### [Goal of the exercise]
Rewrite every line of the data below as a numbered list, skipping any blank lines. Leave the pictures out of your answer.
* START Material to process *
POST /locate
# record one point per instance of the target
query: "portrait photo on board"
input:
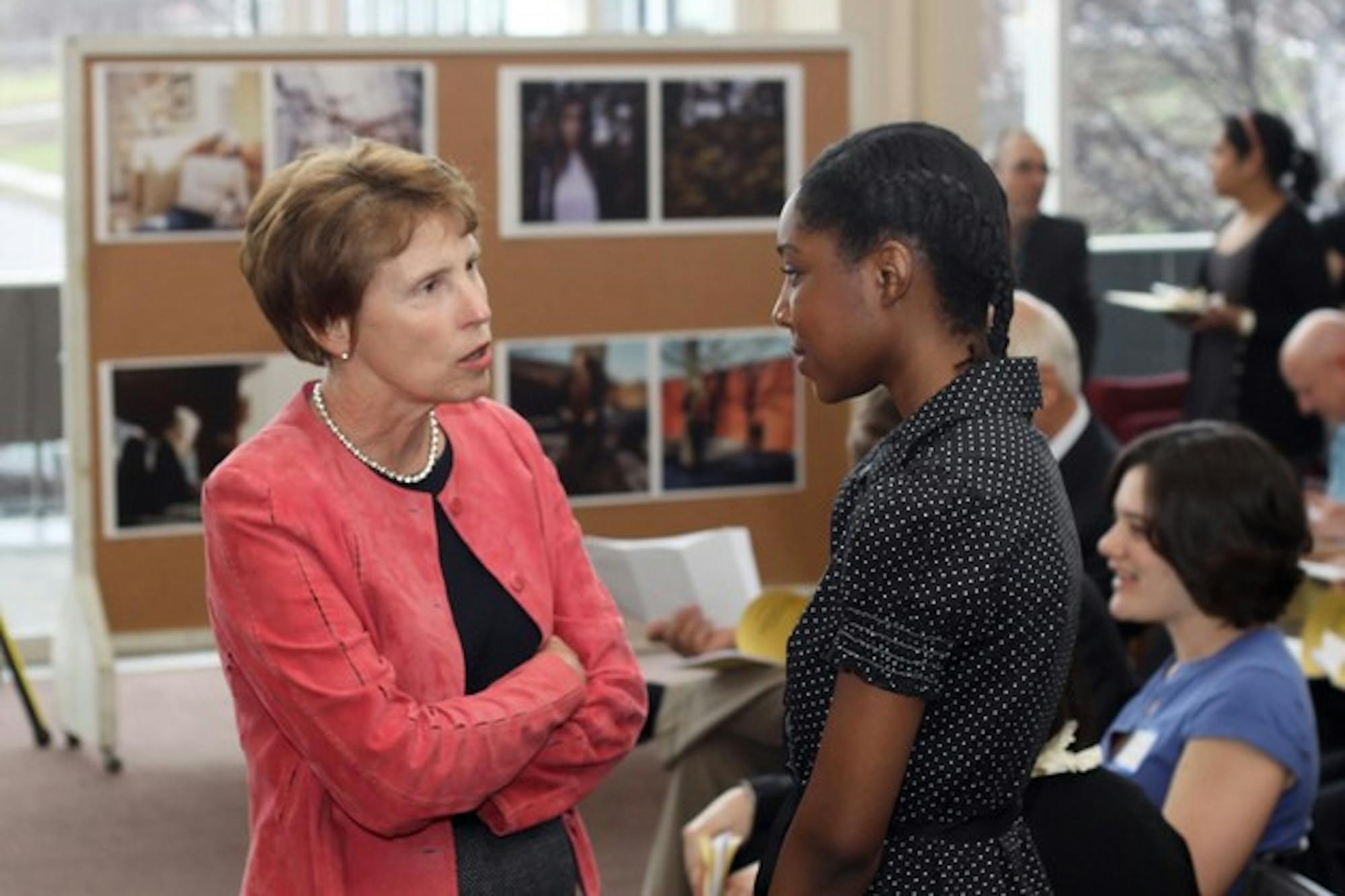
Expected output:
* END Material to process *
### [Task answer]
1. POST /locate
2. # record one point per instance of the target
3. query: "portrait photo on board"
4. input:
5. Expected output:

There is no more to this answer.